Objective. Reproduce the stretch of entries below from the line containing "find each pink" through the line containing "[632,558,665,681]", including both of those lines, and nothing else.

Given information.
====
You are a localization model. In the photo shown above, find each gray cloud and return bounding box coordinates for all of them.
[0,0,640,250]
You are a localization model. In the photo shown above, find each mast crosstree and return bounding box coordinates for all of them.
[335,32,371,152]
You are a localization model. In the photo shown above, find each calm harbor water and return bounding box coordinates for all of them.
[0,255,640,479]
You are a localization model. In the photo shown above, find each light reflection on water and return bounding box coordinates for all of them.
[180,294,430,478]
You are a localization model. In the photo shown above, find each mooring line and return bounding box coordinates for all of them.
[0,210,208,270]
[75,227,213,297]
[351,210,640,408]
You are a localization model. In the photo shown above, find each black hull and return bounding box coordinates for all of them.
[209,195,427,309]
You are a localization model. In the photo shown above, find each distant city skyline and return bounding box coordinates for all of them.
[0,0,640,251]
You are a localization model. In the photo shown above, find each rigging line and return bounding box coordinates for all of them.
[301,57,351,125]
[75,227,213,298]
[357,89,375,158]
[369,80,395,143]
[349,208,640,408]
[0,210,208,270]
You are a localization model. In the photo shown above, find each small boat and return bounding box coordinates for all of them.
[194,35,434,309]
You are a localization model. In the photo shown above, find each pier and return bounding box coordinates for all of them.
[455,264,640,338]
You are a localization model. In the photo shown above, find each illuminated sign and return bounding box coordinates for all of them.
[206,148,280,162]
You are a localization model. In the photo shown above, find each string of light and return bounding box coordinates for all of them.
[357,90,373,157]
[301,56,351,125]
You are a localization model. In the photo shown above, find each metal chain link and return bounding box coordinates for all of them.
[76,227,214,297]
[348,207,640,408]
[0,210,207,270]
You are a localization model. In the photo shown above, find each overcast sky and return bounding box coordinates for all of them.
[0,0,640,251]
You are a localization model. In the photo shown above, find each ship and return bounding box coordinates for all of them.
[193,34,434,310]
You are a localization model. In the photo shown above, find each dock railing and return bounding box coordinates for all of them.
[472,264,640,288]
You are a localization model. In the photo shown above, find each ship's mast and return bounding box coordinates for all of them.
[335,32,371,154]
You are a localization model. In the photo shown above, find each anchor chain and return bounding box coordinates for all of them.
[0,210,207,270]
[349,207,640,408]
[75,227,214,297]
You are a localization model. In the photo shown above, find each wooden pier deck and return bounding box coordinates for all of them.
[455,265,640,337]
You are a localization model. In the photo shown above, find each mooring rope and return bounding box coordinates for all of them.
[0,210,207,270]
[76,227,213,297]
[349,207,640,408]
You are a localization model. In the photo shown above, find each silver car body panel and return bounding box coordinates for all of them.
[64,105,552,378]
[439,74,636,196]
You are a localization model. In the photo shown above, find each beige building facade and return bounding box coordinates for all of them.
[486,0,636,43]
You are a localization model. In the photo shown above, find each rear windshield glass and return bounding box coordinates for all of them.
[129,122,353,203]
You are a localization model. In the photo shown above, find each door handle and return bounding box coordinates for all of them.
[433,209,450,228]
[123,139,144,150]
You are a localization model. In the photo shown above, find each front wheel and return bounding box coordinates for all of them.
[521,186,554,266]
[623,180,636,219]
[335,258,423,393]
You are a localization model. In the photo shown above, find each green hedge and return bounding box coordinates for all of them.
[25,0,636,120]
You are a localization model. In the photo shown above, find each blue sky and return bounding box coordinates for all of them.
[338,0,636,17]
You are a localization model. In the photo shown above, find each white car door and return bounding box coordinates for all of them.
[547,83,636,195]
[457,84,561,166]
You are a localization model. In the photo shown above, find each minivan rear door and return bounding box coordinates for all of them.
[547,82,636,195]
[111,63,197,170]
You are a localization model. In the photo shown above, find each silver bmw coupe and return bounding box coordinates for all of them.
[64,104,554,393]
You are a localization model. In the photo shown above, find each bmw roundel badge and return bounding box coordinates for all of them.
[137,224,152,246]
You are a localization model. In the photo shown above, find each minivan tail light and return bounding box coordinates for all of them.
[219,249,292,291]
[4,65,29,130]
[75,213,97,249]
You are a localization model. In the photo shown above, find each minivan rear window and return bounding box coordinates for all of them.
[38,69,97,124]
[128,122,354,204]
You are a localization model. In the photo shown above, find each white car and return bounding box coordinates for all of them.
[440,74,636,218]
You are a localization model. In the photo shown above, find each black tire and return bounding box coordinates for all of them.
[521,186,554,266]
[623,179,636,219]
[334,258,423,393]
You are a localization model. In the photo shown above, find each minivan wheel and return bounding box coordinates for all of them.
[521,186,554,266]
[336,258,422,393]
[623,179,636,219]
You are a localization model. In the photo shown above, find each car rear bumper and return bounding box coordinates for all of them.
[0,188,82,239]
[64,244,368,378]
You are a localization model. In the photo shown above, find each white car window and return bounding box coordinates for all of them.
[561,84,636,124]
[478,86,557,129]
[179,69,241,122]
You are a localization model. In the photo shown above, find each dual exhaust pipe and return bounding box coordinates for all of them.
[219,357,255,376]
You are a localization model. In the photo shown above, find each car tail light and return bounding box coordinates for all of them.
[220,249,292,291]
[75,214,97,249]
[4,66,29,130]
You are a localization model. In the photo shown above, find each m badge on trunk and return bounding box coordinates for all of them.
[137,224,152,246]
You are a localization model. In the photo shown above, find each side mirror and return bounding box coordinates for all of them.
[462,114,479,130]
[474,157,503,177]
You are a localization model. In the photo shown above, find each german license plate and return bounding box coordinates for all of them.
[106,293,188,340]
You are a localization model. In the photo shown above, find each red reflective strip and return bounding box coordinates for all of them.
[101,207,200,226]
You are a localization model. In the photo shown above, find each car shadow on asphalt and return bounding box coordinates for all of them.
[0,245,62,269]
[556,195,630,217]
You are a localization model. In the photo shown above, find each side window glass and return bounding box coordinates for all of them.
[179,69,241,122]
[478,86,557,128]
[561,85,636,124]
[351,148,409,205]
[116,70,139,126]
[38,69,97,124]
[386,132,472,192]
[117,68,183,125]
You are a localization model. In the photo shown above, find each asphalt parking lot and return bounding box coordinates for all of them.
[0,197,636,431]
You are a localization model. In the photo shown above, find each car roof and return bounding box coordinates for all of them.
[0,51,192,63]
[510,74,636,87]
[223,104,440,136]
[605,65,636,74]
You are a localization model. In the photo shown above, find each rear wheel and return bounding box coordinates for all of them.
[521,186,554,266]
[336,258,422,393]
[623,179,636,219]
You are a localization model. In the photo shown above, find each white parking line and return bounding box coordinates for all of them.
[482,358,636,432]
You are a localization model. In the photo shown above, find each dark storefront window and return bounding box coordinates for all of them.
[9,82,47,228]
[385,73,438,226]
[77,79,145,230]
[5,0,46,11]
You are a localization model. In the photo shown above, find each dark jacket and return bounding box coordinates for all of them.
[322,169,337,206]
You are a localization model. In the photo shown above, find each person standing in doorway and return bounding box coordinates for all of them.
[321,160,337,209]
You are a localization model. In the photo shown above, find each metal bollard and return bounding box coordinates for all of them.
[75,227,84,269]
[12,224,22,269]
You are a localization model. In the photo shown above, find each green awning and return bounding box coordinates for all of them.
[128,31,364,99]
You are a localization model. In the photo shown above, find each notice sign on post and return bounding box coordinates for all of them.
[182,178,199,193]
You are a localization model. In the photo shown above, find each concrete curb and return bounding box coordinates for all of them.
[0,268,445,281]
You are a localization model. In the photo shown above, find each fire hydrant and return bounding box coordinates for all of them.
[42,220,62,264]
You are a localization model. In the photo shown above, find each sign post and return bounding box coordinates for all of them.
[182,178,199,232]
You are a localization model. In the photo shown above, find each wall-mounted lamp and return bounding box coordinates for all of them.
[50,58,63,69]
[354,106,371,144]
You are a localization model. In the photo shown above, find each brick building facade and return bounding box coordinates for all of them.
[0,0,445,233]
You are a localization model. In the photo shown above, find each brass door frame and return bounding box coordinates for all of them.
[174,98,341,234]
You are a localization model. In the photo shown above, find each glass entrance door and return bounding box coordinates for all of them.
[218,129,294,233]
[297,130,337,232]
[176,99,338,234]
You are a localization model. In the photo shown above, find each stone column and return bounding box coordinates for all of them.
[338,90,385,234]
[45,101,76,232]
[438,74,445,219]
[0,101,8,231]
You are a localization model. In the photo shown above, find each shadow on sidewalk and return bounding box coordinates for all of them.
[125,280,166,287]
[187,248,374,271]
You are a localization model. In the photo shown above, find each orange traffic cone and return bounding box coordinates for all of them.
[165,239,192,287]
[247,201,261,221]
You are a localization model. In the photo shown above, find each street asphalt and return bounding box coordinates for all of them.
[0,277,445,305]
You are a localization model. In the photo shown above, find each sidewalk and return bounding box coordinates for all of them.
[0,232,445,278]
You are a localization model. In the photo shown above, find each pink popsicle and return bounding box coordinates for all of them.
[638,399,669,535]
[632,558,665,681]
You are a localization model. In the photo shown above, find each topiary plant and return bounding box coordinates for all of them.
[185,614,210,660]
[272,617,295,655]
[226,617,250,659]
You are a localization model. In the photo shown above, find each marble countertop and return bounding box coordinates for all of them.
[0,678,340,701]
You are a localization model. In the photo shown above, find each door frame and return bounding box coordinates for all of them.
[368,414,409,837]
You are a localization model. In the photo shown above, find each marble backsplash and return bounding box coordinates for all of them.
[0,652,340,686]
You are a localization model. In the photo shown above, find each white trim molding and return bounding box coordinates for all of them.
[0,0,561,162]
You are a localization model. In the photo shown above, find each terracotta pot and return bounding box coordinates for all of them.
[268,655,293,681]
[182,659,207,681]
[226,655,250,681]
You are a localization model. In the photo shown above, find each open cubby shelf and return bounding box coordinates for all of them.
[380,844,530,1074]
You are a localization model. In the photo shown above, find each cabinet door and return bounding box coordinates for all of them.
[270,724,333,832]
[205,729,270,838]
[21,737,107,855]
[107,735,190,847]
====
Written answer.
You are a localization model. In the photo shown above, find each pink popsicle and return bounding box coordinates for all of them.
[638,399,669,535]
[632,558,665,681]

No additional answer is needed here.